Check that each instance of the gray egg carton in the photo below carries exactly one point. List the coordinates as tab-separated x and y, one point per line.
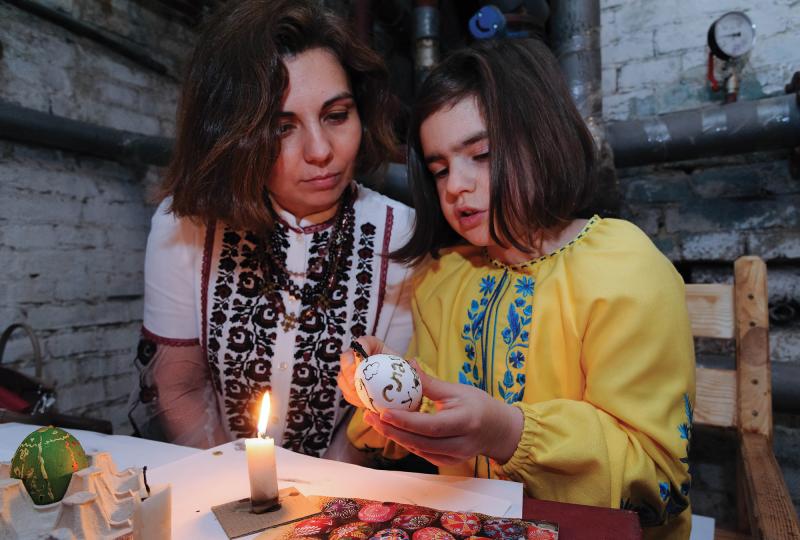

==

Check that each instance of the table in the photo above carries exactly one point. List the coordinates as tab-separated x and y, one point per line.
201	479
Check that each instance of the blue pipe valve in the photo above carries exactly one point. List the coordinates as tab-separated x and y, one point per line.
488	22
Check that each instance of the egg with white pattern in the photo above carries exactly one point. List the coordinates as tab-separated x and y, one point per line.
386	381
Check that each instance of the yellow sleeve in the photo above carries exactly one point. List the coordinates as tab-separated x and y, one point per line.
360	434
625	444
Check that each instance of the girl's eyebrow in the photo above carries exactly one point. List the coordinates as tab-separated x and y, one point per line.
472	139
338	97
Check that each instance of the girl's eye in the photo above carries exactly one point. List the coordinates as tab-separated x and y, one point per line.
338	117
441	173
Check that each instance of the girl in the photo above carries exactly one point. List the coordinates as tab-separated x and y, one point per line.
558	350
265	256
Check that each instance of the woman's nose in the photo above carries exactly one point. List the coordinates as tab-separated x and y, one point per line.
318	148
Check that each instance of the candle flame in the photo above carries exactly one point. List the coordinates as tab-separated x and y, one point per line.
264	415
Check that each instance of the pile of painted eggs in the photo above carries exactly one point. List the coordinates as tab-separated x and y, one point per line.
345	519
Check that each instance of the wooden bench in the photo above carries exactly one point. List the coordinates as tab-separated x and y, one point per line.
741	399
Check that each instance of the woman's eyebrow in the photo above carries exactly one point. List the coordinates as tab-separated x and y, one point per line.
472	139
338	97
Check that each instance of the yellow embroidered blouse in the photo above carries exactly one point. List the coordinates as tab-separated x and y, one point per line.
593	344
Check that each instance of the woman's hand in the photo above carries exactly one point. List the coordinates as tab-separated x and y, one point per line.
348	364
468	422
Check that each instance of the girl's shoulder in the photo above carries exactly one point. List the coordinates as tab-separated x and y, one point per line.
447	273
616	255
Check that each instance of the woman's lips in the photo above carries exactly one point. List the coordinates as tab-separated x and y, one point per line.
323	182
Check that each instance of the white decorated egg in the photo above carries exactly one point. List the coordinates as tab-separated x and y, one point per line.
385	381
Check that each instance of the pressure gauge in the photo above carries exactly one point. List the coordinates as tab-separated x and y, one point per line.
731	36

--

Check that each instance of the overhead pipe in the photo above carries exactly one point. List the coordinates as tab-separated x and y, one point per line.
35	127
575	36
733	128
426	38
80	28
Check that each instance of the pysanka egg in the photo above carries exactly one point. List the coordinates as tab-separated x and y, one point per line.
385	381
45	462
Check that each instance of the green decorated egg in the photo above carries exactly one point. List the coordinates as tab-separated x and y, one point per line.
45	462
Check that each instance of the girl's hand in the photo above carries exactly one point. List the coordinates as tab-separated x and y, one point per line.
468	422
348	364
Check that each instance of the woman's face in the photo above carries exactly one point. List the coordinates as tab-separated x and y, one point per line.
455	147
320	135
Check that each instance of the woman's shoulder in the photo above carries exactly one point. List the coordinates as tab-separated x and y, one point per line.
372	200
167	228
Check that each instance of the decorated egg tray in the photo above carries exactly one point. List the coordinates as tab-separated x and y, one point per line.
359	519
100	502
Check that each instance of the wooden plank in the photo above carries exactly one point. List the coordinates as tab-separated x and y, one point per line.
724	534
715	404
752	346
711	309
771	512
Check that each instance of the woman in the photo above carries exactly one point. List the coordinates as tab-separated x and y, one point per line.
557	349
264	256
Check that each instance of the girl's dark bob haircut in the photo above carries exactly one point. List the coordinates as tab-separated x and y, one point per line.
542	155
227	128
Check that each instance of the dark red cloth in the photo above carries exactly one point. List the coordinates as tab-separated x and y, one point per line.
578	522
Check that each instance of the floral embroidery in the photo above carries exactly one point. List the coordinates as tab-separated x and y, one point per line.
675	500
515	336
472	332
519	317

■ Prompt
Copy out every line above that contains the word "wooden".

■ Solved problem
Check that each instance of the wooden bench in the photo above carries exactly one point. List the coordinates as tab-separated x and y, one point per line.
Check that each instance of the wooden plank in the photo above carries exactly one point. List the coordinates as tab-separated x and y, one point per line.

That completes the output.